■ TASK DESCRIPTION
Reproduce the interview excerpt with its list of recommendations in full, word for word.

■ READING PASSAGE
If you think that you suck and everything sucks anyway no matter what and you know that, then you may as well just do it anyway because why not?

Exactly. Are you going to make that a fucking prison, or are you going to let that kind of self-knowledge liberate you? Do you know this is an illusion? Because if you know that this is an illusion, then you can fucking break free of it, and you can break free of it with humility.

Are we talking about the Matrix right now?

We kind of are, man. We just got red-pilled. You’re free if you acknowledge what the confines are and are willing to get out of it. It can either be your cage or it can be your ladder out of the cage. Just keep going.

That’s a neat little verbal bow you just tied there.

You gotta tie the trash bag before you throw it out.

Michael Berdan Recommends:

  1. Deathdream (Bob Clark/1974)
    A year before inventing the slasher movie with Black Christmas, Bob Clark helmed this miserable interpretation on “The Monkey’s Paw” legend. A proud middle-aged couple get the news that their son has been killed in Vietnam and wish against death for his return. Return he does, but he is not the same. A deeply compelling meditation on loss, mourning and the personal toll of war.

  2. The Devil All The Time by Donald Ray Pollock
    A tremendous bleak and powerful piece of Americana. The comparisons to Flannery O’Connor & Cormack McCarthy are obvious and well deserved, as this novel fits comfortably along those author’s best and darkest work. A dismal portrait of the effects of extreme poverty in post WWII rural America. This book is fucked up.

  3. E-Saggila - My World My Way (Northern Electronics)
    My favorite contemporary noise & techno producer’s best work yet. Every time I think this shit can’t get any better she breaks another barrier. This is probably E-Saggalia’s most digestible work to date but that doesn’t mean it’s any less harrowing than previous records. Nasty.

  4. Swimming in the ocean
    My partner and I recently went to the beach at Asbury Park, NJ to hang with some of her college friends and their kids. While there, the kids convinced me to put my feet in the water. I did and the next thing I knew I had waded completely into the arms of the ocean. First time doing that in years and the experience was nothing short of spiritual. I take great comfort in being made aware of how vast the ocean, the word, and the universe are. It humbles me and instantly melts away my inherent narcissism. I’m just a cell within a vast organism. Being in the ocean helps me remember that.

Data items
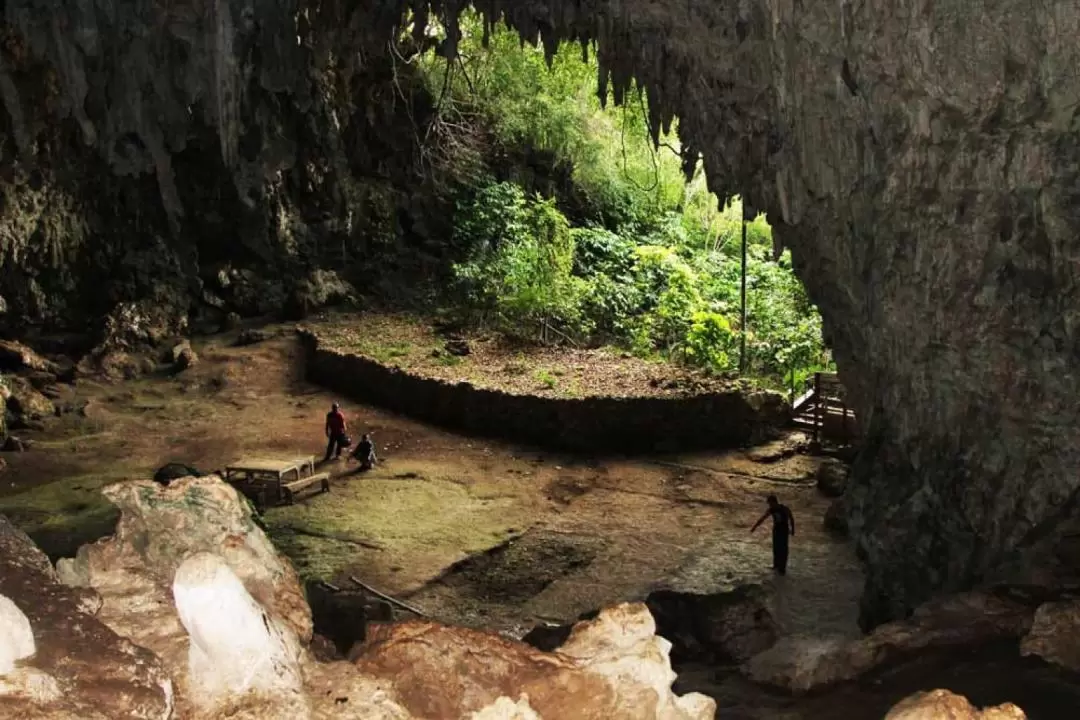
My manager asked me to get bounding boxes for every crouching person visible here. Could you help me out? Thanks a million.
[352,433,375,471]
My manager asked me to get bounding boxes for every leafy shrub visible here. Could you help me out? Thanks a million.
[681,312,738,372]
[455,182,590,340]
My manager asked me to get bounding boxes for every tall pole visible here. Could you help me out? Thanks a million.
[739,212,746,373]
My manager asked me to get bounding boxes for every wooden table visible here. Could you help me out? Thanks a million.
[225,456,330,508]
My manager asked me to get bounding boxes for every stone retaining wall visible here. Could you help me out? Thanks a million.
[299,330,789,453]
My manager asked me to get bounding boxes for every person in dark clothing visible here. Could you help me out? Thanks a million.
[750,495,795,575]
[352,433,375,471]
[323,403,348,462]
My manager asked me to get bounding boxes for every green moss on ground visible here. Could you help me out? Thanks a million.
[265,463,531,580]
[0,474,126,559]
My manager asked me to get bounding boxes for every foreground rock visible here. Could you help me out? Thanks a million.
[173,553,303,711]
[743,593,1031,692]
[885,690,1027,720]
[57,476,311,716]
[4,376,56,430]
[1020,600,1080,673]
[645,585,779,665]
[42,476,715,720]
[0,516,173,720]
[352,603,716,720]
[0,595,37,675]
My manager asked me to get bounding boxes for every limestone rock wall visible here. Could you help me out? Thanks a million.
[300,331,789,454]
[0,0,1080,625]
[436,0,1080,625]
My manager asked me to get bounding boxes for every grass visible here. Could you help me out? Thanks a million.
[435,353,464,367]
[536,370,558,390]
[356,340,413,363]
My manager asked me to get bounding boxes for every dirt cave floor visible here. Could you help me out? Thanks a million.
[6,326,1080,720]
[0,327,862,635]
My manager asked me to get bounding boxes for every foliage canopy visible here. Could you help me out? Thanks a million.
[412,9,827,384]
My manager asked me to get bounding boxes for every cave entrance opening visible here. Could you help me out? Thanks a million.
[404,5,834,399]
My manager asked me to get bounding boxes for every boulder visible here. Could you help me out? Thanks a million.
[885,690,1027,720]
[6,376,56,429]
[1020,599,1080,671]
[237,328,270,348]
[0,340,59,375]
[0,435,29,452]
[0,595,36,675]
[168,340,199,372]
[0,516,173,720]
[816,458,848,498]
[221,312,244,331]
[173,553,303,711]
[351,603,716,720]
[822,498,848,538]
[77,288,188,381]
[645,585,779,665]
[742,593,1031,693]
[56,475,311,697]
[98,299,188,351]
[443,338,472,357]
[469,695,543,720]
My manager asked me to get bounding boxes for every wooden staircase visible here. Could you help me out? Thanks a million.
[792,372,855,444]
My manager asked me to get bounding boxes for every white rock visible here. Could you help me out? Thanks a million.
[0,667,63,705]
[558,603,716,720]
[173,553,302,708]
[0,595,37,676]
[469,694,543,720]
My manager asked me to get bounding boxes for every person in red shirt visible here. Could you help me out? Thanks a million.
[323,403,349,462]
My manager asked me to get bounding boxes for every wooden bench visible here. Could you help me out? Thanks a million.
[225,456,319,512]
[281,473,330,505]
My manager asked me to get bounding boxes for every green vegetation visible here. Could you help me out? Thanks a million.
[412,11,827,385]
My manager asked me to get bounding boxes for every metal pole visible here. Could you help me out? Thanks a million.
[739,212,746,373]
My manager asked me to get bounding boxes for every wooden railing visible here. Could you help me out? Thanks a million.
[792,372,855,443]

■ TASK ANSWER
If you think that you suck and everything sucks anyway no matter what and you know that, then you may as well just do it anyway because why not?

Exactly. Are you going to make that a fucking prison, or are you going to let that kind of self-knowledge liberate you? Do you know this is an illusion? Because if you know that this is an illusion, then you can fucking break free of it, and you can break free of it with humility.

Are we talking about the Matrix right now?

We kind of are, man. We just got red-pilled. You’re free if you acknowledge what the confines are and are willing to get out of it. It can either be your cage or it can be your ladder out of the cage. Just keep going.

That’s a neat little verbal bow you just tied there.

You gotta tie the trash bag before you throw it out.

Michael Berdan Recommends:

  1. Deathdream (Bob Clark/1974)
    A year before inventing the slasher movie with Black Christmas, Bob Clark helmed this miserable interpretation on “The Monkey’s Paw” legend. A proud middle-aged couple get the news that their son has been killed in Vietnam and wish against death for his return. Return he does, but he is not the same. A deeply compelling meditation on loss, mourning and the personal toll of war.

  2. The Devil All The Time by Donald Ray Pollock
    A tremendous bleak and powerful piece of Americana. The comparisons to Flannery O’Connor & Cormack McCarthy are obvious and well deserved, as this novel fits comfortably along those author’s best and darkest work. A dismal portrait of the effects of extreme poverty in post WWII rural America. This book is fucked up.

  3. E-Saggila - My World My Way (Northern Electronics)
    My favorite contemporary noise & techno producer’s best work yet. Every time I think this shit can’t get any better she breaks another barrier. This is probably E-Saggalia’s most digestible work to date but that doesn’t mean it’s any less harrowing than previous records. Nasty.

  4. Swimming in the ocean
    My partner and I recently went to the beach at Asbury Park, NJ to hang with some of her college friends and their kids. While there, the kids convinced me to put my feet in the water. I did and the next thing I knew I had waded completely into the arms of the ocean. First time doing that in years and the experience was nothing short of spiritual. I take great comfort in being made aware of how vast the ocean, the word, and the universe are. It humbles me and instantly melts away my inherent narcissism. I’m just a cell within a vast organism. Being in the ocean helps me remember that.